------ Supplied passage ------

Updated at: 18-07-2023 - By: Kim Anderson

Medellín, Colombia, is a tale of two cities: a formal, consolidated city built along a river valley; and a densely populated informal city that grew among the surrounding hillsides. In 1991, Colombia’s second largest city was the most violent in the world. By connecting marginalized parts of the city to its safer, more established areas, Medellín’s government has transformed it into an inclusive metropolis. Public transportation entwined with social and physical interventions has brought the homicide rate down from a high of 381 to 26 homicides per 100,000 residents in 2007.

------ Material ------

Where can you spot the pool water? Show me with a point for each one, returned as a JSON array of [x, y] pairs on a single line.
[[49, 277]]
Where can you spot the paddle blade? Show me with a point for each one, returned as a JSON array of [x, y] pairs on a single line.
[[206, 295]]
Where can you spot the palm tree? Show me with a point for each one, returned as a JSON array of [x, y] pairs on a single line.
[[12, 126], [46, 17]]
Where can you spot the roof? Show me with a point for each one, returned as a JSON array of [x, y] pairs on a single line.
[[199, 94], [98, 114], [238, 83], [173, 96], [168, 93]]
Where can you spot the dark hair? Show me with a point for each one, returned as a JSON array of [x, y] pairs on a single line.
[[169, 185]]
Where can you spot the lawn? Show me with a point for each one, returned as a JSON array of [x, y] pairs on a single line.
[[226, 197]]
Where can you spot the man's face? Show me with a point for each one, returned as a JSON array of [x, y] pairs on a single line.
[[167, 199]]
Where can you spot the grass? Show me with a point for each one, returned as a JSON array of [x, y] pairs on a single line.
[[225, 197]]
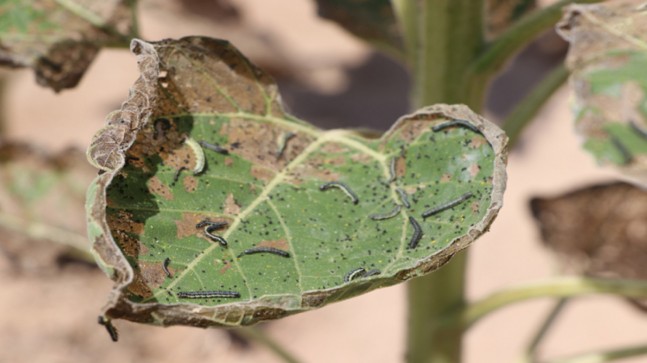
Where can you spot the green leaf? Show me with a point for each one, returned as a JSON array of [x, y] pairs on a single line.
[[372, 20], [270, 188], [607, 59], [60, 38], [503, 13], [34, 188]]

------
------ Material ------

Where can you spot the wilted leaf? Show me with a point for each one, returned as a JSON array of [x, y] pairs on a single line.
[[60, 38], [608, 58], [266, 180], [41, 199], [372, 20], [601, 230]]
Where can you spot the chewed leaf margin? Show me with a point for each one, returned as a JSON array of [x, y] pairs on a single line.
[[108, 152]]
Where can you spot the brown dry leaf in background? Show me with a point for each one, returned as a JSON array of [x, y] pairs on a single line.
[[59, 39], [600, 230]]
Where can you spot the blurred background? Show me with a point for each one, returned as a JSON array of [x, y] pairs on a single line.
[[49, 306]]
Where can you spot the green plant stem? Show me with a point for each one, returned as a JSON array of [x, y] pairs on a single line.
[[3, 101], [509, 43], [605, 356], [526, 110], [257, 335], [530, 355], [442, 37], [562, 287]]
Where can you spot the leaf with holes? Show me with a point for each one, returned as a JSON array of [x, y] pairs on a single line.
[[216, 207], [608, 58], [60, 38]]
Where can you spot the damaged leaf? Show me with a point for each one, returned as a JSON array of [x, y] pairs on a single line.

------

### Stated goal 1
In the passage about Medellín, what was the city's homicide rate per 100,000 residents in 2007?
### Stated goal 2
List every numeral written in digits in the paragraph of the passage about Medellín, not counting the update line.

### Correct result 1
26 homicides per 100,000 residents.

### Correct result 2
1991, 381, 26, 100,000, 2007